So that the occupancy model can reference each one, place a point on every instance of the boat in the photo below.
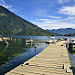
(72, 43)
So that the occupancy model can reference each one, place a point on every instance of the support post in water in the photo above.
(4, 40)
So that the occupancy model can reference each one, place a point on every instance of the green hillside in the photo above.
(11, 24)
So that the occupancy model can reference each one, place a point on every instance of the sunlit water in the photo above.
(17, 52)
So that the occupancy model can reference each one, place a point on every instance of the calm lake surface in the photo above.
(17, 52)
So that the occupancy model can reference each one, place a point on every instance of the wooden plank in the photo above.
(49, 62)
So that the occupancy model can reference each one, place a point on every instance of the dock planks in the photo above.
(49, 62)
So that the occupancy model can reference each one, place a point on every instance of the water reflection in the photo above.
(17, 52)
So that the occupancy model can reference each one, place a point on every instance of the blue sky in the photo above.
(47, 14)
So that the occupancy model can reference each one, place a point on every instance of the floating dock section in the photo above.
(53, 60)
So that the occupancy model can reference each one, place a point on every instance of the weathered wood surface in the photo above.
(49, 62)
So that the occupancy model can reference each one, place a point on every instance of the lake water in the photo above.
(17, 52)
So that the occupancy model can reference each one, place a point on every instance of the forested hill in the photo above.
(11, 24)
(63, 31)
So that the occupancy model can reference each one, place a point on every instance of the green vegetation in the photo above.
(69, 34)
(11, 24)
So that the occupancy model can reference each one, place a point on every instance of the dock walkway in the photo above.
(49, 62)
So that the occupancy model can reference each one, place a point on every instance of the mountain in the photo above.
(63, 31)
(11, 24)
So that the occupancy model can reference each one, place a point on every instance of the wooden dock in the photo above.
(53, 60)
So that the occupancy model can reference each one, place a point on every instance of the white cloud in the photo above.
(68, 10)
(3, 3)
(63, 1)
(54, 24)
(54, 17)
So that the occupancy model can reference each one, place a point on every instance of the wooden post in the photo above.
(4, 40)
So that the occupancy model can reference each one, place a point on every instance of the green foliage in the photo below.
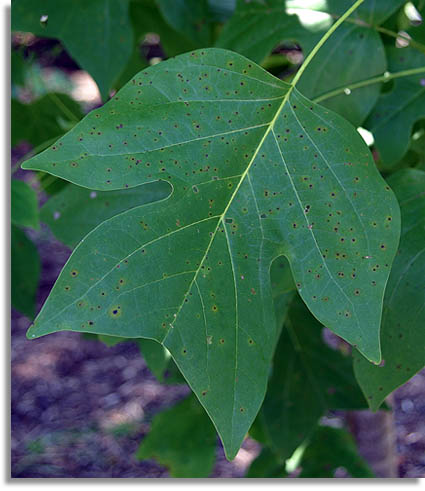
(397, 110)
(222, 204)
(25, 272)
(182, 439)
(403, 338)
(46, 118)
(96, 33)
(308, 379)
(73, 212)
(188, 17)
(24, 210)
(207, 192)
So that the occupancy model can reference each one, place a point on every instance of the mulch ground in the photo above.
(80, 409)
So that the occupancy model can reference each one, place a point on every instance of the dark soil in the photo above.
(80, 409)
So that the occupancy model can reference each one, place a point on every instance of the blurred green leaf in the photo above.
(73, 212)
(267, 465)
(191, 18)
(182, 439)
(309, 378)
(96, 33)
(44, 119)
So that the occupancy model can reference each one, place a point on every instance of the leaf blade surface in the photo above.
(258, 171)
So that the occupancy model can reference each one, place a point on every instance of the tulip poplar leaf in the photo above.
(257, 171)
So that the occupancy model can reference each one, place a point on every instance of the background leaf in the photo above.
(267, 465)
(24, 205)
(183, 439)
(247, 156)
(96, 33)
(188, 17)
(156, 356)
(341, 62)
(397, 110)
(403, 338)
(44, 119)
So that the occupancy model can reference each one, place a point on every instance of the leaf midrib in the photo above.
(226, 209)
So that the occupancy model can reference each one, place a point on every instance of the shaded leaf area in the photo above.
(403, 338)
(308, 379)
(267, 465)
(254, 32)
(96, 33)
(329, 450)
(398, 109)
(44, 119)
(157, 358)
(24, 205)
(25, 272)
(248, 157)
(182, 439)
(191, 18)
(73, 212)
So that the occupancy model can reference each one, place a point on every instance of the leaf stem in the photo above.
(323, 40)
(385, 77)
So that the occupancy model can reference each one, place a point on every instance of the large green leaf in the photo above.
(257, 171)
(24, 209)
(308, 379)
(96, 33)
(183, 439)
(330, 449)
(403, 338)
(258, 26)
(397, 110)
(46, 118)
(75, 211)
(25, 272)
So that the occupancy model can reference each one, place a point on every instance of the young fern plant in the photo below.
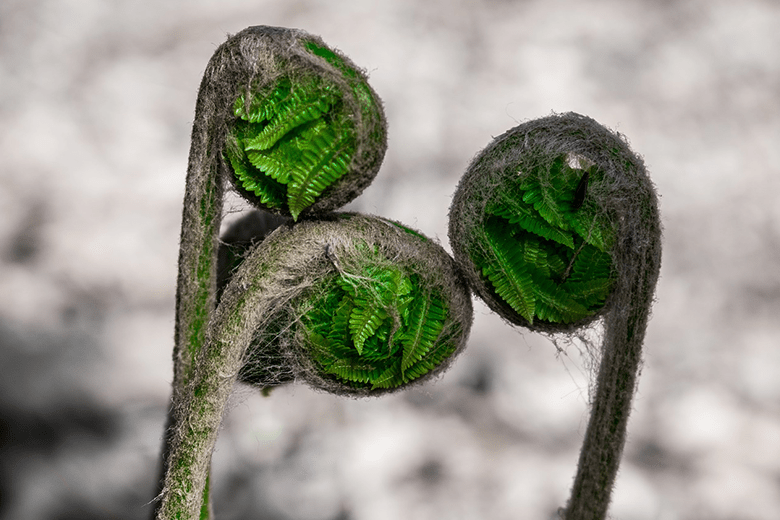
(556, 225)
(349, 304)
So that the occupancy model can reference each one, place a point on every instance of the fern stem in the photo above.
(614, 210)
(255, 54)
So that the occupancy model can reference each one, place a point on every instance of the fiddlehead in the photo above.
(256, 58)
(556, 224)
(367, 307)
(349, 304)
(298, 306)
(311, 126)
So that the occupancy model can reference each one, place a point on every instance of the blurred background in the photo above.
(96, 105)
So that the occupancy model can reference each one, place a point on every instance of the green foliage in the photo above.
(378, 327)
(296, 137)
(547, 245)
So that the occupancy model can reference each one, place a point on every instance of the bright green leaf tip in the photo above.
(295, 138)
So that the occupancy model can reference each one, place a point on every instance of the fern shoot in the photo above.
(385, 309)
(555, 224)
(296, 135)
(280, 102)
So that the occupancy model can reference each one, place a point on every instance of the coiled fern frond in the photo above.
(379, 327)
(302, 130)
(542, 244)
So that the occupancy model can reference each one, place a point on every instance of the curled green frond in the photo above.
(313, 132)
(532, 228)
(370, 306)
(373, 326)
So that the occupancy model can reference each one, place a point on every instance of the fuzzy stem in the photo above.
(606, 433)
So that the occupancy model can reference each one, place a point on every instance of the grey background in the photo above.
(96, 104)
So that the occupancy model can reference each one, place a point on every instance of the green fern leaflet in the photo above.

——————

- _PROBLEM REQUIREMENTS_
Repeat all of the entries above word for word, leaving out the pictures.

- _RESPONSE TO THE TASK_
So that the occupancy model can reference each one, place a point on every instance of the boat in the photo below.
(72, 43)
So that the occupancy model can reference each one, place a point on every instance of the support post in water in the photo above.
(4, 40)
So that the occupancy model can reference each one, place a point on every instance of the green hillside in the photo above.
(11, 24)
So that the occupancy model can reference each one, place a point on every instance of the sunlit water in the photo above.
(17, 52)
So that the occupancy model can reference each one, place a point on every instance of the calm lake surface in the photo above.
(17, 52)
So that the occupancy model can reference each one, place a point on every instance of the wooden plank in the photo above.
(49, 62)
So that the occupancy model can reference each one, place a point on every instance of the dock planks in the photo above.
(49, 62)
So that the occupancy model can reference each one, place a point on every instance of the water reflection in the photo above.
(17, 52)
So that the occupancy model can reference each one, place a point on every instance of the blue sky in the photo above.
(47, 14)
So that the occupancy model can reference each one, place a point on every instance of the floating dock section in the photo above.
(53, 60)
So that the occupancy model can reference each one, place a point on every instance of the weathered wood surface in the photo above.
(49, 62)
So that the occupancy model can reference each one, place a point on every instance of the lake water in the photo above.
(17, 52)
So that the occupancy model can reference each one, place a point on every instance of the forested hill in the photo above.
(11, 24)
(63, 31)
So that the occupancy model can reference each one, place a point on every instance of the green vegetation in the photo above.
(69, 34)
(11, 24)
So that the occupancy model can reference each one, place a point on every instance of the dock walkway in the photo above.
(49, 62)
So that the occupancy model can reference each one, place a point on every instance of the mountain in the photo above.
(63, 31)
(11, 24)
So that the occupancy model can reference each one, place a point on every instance of the wooden dock in the photo above.
(53, 60)
So that the occupancy model can reference each one, place a point on every instance of the white cloud in the photo above.
(68, 10)
(3, 3)
(63, 1)
(54, 24)
(54, 17)
So that the occupancy model can reference each one, place a point on every instance of the wooden post in the photo above.
(4, 40)
So that the occupancy model can reference each one, place a point on every instance of the green foliage in the photo below.
(397, 110)
(222, 204)
(25, 272)
(182, 439)
(403, 338)
(46, 118)
(96, 33)
(308, 379)
(73, 212)
(188, 17)
(24, 210)
(207, 192)
So that the occupancy model can reference each one, place a point on every instance of the mulch ground in the photo above.
(80, 409)
So that the occupancy model can reference each one, place a point on every instance of the dark soil in the photo above.
(80, 409)
So that the occupancy model can reference each one, place a point on every instance of the blurred green leaf in the photo above.
(73, 212)
(267, 465)
(191, 18)
(182, 439)
(309, 378)
(96, 33)
(44, 119)
So that the occupancy model can reference each one, place a point on every instance of the leaf blade surface in the photo above.
(258, 171)
So that the occupancy model can reference each one, place a point on every instance of the tulip poplar leaf in the photo above.
(257, 171)
So that the occupancy model can reference each one, place a point on every instance of the background leaf in the photo above.
(267, 465)
(24, 205)
(183, 439)
(247, 156)
(96, 33)
(188, 17)
(156, 356)
(341, 62)
(397, 110)
(403, 338)
(44, 119)
So that the occupancy model can reference each one, place a point on every instance of the leaf midrib in the photo above.
(226, 209)
So that the occupancy model can reference each one, place a point on every instance of the shaded leaf area in the photo above.
(403, 338)
(308, 379)
(267, 465)
(254, 32)
(96, 33)
(329, 450)
(398, 109)
(44, 119)
(157, 358)
(24, 205)
(25, 272)
(248, 157)
(182, 439)
(191, 18)
(73, 212)
So that the occupancy model can reference each one, place a point on every instance of the leaf stem in the photo above.
(323, 40)
(385, 77)
So that the occupancy model can reference each one, place a point on every instance of the large green leaf in the photo above.
(257, 171)
(24, 209)
(308, 379)
(96, 33)
(183, 439)
(330, 449)
(403, 338)
(258, 26)
(397, 110)
(46, 118)
(75, 211)
(25, 272)
So that the occupancy model can reference each one, place a point on every instance of the young fern plant in the photo below.
(556, 225)
(349, 304)
So that the occupancy model can reference each one, place a point on every instance of the fern stem in the photo above.
(614, 210)
(255, 54)
So that the occupancy model can reference each one, place a point on every instance of the fiddlehead in the photo above.
(256, 58)
(556, 224)
(367, 307)
(349, 304)
(298, 306)
(311, 126)
So that the occupancy model can reference each one, place a point on every instance of the blurred background in the photo above.
(96, 105)
So that the occupancy model can reference each one, place a point on every instance of the green foliage in the photo above.
(378, 327)
(296, 137)
(547, 245)
So that the occupancy model can reference each one, place a point on every instance of the bright green leaf tip in the photo above.
(295, 138)
So that the occupancy model can reference each one, place a point on every instance of the fern shoot in the photo above.
(385, 309)
(555, 224)
(296, 135)
(280, 102)
So that the occupancy model can reference each one, place a point on every instance of the coiled fern frond in the photo above.
(379, 327)
(302, 130)
(542, 244)
So that the occupancy model can reference each one, place a point on every instance of the curled green frond in the photo above.
(313, 132)
(532, 228)
(370, 306)
(373, 326)
So that the occupancy model can reference each one, place a point on every instance of the fuzzy stem in the photo above.
(606, 433)
So that the occupancy model can reference each one, place a point on every instance of the grey background in the photo above.
(96, 104)
So that the occupancy model can reference each one, place a point on every instance of the green fern leaflet in the photo above.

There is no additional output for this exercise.